» **Records shown**
-*-*-
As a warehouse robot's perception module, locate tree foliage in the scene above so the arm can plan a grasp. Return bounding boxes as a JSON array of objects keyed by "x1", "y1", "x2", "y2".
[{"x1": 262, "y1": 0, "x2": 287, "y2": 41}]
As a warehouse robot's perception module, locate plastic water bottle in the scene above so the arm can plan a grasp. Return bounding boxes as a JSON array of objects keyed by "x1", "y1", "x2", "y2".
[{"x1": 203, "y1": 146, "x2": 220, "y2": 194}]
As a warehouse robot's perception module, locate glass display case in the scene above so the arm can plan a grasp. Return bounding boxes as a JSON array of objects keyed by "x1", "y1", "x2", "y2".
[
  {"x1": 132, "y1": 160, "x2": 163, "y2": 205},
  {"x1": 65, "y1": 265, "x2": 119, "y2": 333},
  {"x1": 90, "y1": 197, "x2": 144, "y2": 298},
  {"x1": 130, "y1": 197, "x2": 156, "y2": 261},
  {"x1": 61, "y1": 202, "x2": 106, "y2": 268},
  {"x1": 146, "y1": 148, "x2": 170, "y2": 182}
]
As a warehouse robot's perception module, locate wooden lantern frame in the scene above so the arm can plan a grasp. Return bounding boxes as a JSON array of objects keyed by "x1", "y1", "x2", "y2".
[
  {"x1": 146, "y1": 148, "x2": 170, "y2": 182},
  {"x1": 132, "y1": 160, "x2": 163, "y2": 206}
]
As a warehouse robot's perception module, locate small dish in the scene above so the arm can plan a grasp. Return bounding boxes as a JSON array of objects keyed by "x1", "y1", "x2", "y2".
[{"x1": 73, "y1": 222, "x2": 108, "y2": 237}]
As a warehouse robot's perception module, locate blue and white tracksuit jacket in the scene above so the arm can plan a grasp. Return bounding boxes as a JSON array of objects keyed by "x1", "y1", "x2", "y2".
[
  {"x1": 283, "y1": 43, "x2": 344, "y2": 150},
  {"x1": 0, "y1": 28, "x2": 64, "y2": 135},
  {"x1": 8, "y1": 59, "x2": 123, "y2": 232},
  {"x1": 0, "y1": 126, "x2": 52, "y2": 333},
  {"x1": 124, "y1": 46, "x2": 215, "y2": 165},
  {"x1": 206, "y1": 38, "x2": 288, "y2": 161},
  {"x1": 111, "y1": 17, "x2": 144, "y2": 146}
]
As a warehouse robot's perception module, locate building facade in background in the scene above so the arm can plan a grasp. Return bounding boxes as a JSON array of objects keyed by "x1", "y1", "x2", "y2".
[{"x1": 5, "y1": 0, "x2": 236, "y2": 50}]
-*-*-
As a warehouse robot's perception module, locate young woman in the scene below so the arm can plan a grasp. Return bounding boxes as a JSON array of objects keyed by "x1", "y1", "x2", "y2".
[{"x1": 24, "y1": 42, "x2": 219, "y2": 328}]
-*-*-
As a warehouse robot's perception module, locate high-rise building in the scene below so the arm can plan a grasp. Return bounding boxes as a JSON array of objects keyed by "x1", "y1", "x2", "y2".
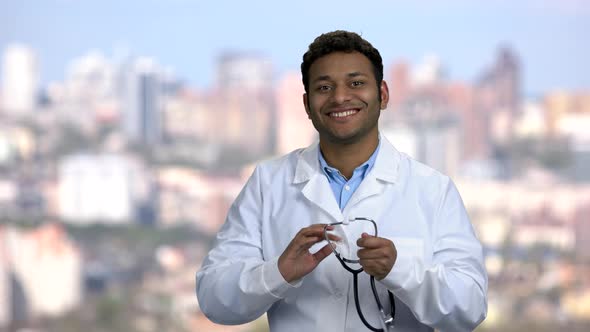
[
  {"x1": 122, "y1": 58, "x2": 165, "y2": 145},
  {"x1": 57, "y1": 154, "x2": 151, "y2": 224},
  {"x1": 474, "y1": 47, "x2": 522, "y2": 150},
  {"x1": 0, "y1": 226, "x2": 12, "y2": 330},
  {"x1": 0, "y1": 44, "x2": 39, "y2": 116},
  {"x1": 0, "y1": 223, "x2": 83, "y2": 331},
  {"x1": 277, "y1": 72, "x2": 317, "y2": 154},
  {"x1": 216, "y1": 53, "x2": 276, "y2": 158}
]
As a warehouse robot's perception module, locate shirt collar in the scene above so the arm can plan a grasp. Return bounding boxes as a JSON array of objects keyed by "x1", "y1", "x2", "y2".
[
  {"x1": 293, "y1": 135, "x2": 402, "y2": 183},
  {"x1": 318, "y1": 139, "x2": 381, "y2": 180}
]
-*-*-
» **Goal**
Pull out every line of the listing above that contains the word "building", and copy each one in full.

» **Result of this exercise**
As a warehouse robot's perception module, locate building facade in background in the scene above so the arm can plan a grasp. Return bounding boxes as a JSON array of objects keyed by "x1", "y1", "x2", "y2".
As a warehouse robot's perception module, locate high-rise building in the scene below so the arm can plan a grasp. Return bounding boxes as a JSON array of objects keyed by "x1", "y1", "x2", "y2".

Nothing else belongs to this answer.